Collected data
-- Begin --

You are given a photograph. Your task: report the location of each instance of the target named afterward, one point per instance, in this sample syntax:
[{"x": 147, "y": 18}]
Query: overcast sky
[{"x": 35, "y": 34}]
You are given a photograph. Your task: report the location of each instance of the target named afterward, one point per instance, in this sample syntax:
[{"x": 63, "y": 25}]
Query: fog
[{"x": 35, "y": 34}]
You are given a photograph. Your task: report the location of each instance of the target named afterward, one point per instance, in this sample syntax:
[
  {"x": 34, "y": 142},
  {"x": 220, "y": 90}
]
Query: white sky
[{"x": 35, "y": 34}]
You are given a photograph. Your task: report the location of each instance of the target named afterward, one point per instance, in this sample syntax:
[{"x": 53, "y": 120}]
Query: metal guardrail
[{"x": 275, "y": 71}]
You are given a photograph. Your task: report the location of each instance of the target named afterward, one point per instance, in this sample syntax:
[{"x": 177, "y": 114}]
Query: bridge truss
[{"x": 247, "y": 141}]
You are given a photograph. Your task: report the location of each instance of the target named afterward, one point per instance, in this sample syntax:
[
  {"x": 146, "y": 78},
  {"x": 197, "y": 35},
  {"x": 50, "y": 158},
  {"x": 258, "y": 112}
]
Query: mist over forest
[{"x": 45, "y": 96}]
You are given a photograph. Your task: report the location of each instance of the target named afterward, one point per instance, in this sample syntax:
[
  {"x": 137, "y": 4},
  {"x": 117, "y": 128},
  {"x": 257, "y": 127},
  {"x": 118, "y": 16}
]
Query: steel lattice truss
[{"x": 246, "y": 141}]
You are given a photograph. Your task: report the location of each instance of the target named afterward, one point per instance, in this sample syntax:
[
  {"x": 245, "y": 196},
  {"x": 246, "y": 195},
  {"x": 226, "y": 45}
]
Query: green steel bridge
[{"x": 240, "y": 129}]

-- End --

● Given problem:
Repeat the listing exactly, from its first line to its last.

● Correct output:
You are given a photograph. Your task: report the location of each instance of the target named afterward, one point per instance, in this sample syntax:
[{"x": 147, "y": 18}]
Query: overcast sky
[{"x": 35, "y": 34}]
You are given a photograph. Your task: report the location of each instance of the target named afterward, one point per instance, in this sample syntax:
[{"x": 63, "y": 25}]
Query: fog
[{"x": 35, "y": 34}]
You are given a photograph. Your task: report the location of each instance of the target named afterward, one point per instance, in this sample syntax:
[
  {"x": 34, "y": 142},
  {"x": 220, "y": 90}
]
Query: white sky
[{"x": 35, "y": 34}]
You are given a photograph. Your task: report the location of each instance of the target named afterward, one point per instance, in this sample syntax:
[{"x": 53, "y": 120}]
Query: metal guardrail
[{"x": 275, "y": 71}]
You are given a photograph. Your task: report the location of each instance of the target named afterward, one point per instance, in this sample syntax:
[{"x": 177, "y": 114}]
Query: bridge truss
[{"x": 247, "y": 141}]
You are given a photograph. Your task: report the location of each instance of the target named afterward, one point per instance, in this sample syntax:
[
  {"x": 146, "y": 78},
  {"x": 197, "y": 35},
  {"x": 50, "y": 158},
  {"x": 258, "y": 112}
]
Query: mist over forest
[{"x": 45, "y": 96}]
You are given a photograph. Your task: report the location of each instance of the target named afterward, one point per instance, in this sample syntax:
[
  {"x": 137, "y": 4},
  {"x": 117, "y": 128},
  {"x": 257, "y": 127},
  {"x": 118, "y": 16}
]
Query: steel lattice truss
[{"x": 246, "y": 141}]
You are given a photograph. Your task: report the location of each instance of the target named afterward, one point per instance, in this sample syntax:
[
  {"x": 245, "y": 196},
  {"x": 246, "y": 195},
  {"x": 226, "y": 45}
]
Query: green steel bridge
[{"x": 240, "y": 129}]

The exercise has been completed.